(Location identification records)

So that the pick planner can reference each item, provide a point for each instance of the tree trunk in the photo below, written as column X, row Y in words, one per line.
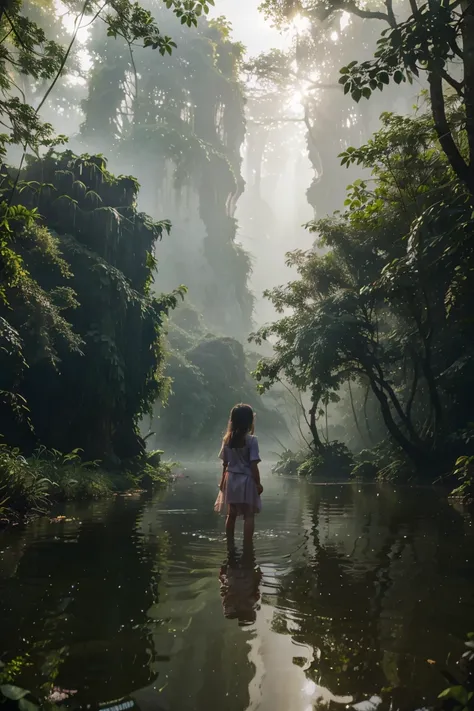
column 467, row 31
column 443, row 130
column 413, row 452
column 313, row 428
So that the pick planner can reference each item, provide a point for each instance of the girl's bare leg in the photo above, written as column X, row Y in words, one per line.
column 249, row 527
column 230, row 526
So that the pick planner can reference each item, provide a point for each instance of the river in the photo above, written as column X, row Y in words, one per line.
column 355, row 591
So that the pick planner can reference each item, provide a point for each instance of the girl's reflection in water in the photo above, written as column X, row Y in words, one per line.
column 240, row 580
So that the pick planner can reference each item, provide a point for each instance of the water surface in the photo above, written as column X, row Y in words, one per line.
column 355, row 591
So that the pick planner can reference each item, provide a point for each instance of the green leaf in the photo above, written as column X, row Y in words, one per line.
column 14, row 693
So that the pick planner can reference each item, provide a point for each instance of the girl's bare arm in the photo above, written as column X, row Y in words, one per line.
column 224, row 468
column 256, row 476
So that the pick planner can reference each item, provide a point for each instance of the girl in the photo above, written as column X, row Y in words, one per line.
column 240, row 486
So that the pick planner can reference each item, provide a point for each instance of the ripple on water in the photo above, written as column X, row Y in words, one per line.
column 352, row 589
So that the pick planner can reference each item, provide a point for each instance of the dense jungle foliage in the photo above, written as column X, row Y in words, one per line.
column 383, row 302
column 80, row 327
column 374, row 341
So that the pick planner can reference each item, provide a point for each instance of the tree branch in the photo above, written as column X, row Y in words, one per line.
column 443, row 131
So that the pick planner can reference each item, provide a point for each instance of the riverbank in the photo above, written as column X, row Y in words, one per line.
column 381, row 464
column 366, row 590
column 30, row 486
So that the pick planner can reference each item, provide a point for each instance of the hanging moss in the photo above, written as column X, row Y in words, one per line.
column 90, row 331
column 188, row 111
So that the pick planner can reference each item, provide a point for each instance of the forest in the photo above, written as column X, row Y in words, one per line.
column 128, row 309
column 207, row 202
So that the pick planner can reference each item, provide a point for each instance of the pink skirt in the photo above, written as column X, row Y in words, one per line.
column 240, row 494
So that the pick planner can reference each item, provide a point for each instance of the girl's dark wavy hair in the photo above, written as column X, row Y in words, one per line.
column 241, row 422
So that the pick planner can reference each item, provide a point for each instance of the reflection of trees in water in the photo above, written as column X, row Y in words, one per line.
column 88, row 630
column 240, row 587
column 371, row 594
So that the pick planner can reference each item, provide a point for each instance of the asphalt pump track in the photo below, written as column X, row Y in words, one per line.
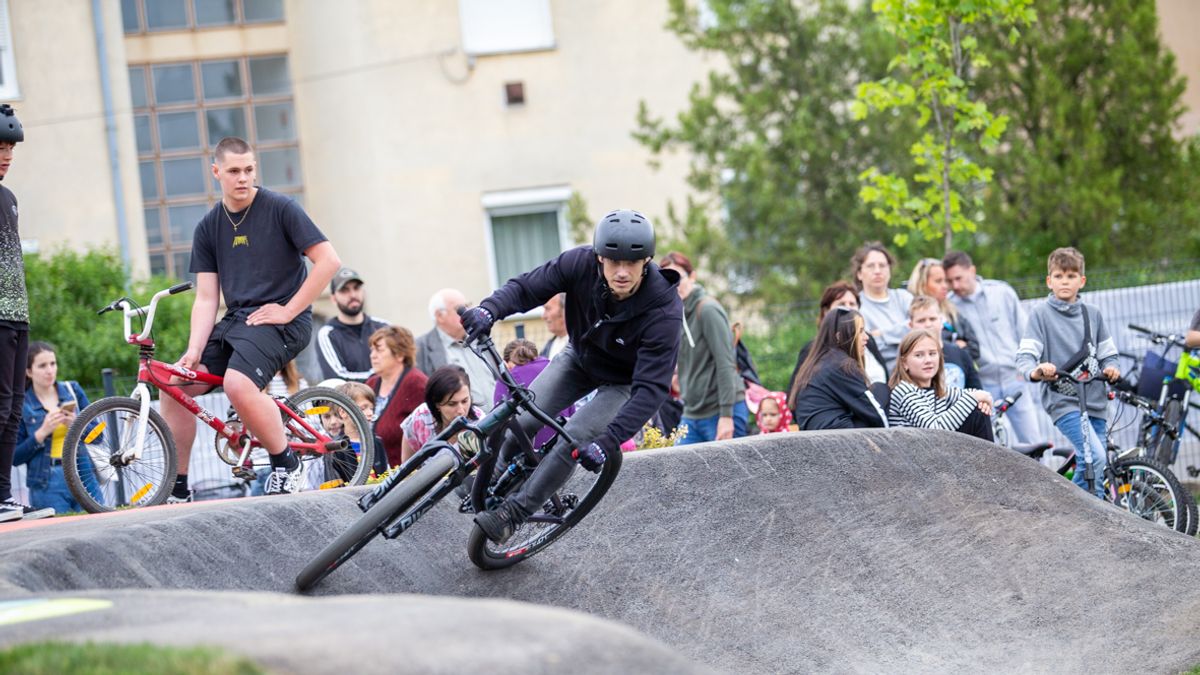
column 865, row 551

OBJECTIVE:
Rewrite the stretch of records that opens with the line containing "girl's bare arm" and closes with the line containing "column 352, row 589", swapping "pick planner" for "motion planner" and leaving everything else unchanged. Give only those lines.

OUTPUT FOR THIS TASK:
So that the motion planner can reference each item, provide a point for each instance of the girl's bare arm in the photo above, written as column X, row Y in words, one per line.
column 224, row 468
column 256, row 476
So that the motion planner can reference each item, provide a point for each instance of the girl in the photo above, written as column X, row Y in words, one per line.
column 240, row 486
So that the motion planner can reference each item, provide a point for each instance of the ripple on water in the photo above, written as column X, row Y in words, one per line.
column 352, row 589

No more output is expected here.